Dataset records Start Marker
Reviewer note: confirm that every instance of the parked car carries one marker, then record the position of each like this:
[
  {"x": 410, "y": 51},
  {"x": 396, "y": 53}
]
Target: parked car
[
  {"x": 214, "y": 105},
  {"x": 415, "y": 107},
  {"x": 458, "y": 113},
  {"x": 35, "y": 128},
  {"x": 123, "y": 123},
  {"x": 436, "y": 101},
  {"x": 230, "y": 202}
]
Dataset records End Marker
Work to complete: What is needed is an exact copy of every record above.

Expected answer:
Reviewer note: confirm that every instance of the parked car carries one marker, then record the position of each like this:
[
  {"x": 410, "y": 51},
  {"x": 396, "y": 53}
]
Target: parked car
[
  {"x": 214, "y": 105},
  {"x": 415, "y": 107},
  {"x": 458, "y": 113},
  {"x": 35, "y": 128},
  {"x": 123, "y": 123},
  {"x": 436, "y": 101},
  {"x": 230, "y": 202}
]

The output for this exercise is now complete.